#### Records for processing
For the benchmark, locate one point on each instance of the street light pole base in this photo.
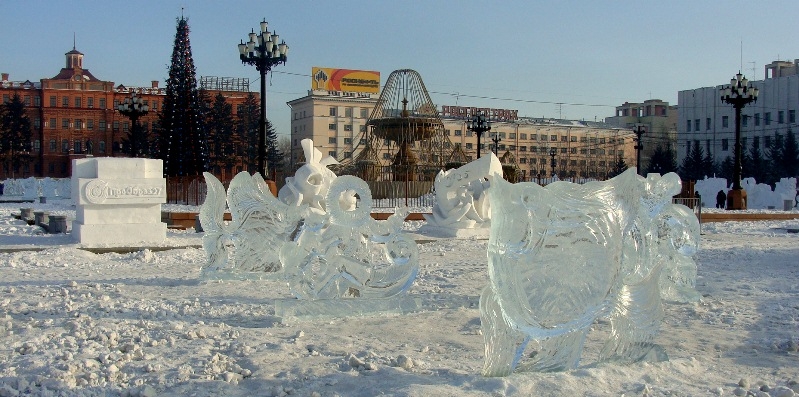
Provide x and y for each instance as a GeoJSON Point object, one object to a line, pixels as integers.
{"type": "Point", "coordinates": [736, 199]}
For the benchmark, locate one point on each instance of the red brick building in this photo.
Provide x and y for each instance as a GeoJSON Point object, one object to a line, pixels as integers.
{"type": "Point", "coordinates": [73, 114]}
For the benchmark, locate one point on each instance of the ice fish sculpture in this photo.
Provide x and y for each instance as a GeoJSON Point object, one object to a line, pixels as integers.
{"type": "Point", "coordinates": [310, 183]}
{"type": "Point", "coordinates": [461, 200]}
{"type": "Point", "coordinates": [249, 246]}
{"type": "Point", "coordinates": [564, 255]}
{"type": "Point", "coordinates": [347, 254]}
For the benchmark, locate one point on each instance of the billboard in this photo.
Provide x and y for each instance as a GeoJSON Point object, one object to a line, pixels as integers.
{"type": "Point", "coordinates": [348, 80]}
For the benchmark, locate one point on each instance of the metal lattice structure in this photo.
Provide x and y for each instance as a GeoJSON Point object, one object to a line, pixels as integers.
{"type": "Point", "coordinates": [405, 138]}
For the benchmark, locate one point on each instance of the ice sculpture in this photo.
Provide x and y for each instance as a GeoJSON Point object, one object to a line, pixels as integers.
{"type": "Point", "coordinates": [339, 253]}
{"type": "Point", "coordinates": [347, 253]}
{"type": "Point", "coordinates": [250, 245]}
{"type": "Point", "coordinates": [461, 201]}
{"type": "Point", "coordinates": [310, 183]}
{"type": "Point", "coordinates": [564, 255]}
* * *
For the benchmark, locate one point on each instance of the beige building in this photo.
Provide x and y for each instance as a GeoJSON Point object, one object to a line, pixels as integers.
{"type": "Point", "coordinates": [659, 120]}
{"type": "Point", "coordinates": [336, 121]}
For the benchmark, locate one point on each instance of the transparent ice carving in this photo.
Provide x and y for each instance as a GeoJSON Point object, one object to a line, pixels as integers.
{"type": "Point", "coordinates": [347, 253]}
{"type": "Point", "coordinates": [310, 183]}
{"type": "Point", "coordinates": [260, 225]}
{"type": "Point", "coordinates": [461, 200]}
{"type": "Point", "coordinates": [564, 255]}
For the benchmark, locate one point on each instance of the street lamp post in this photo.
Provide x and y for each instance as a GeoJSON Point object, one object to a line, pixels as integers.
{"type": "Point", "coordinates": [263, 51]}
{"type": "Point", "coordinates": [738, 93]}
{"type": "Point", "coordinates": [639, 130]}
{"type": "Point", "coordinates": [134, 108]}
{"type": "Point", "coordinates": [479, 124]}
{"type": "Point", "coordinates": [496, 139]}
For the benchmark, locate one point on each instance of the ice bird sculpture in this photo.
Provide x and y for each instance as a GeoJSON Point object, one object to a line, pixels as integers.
==
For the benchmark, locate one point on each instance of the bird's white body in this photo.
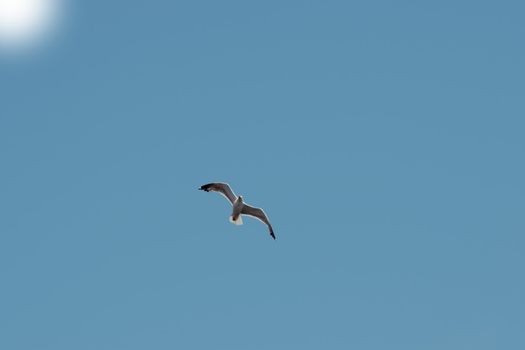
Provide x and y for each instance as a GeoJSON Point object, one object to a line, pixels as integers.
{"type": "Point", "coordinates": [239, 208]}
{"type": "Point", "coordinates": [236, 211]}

#### Task statement
Identify every line in the rows above that contains the word "bird" and copy each of those lines in full.

#### Correct response
For the benchmark, locate one point on each instance of the ice bird sculpture in this photo.
For the benchmark, locate one point on each instance of the bird's white body in this photo.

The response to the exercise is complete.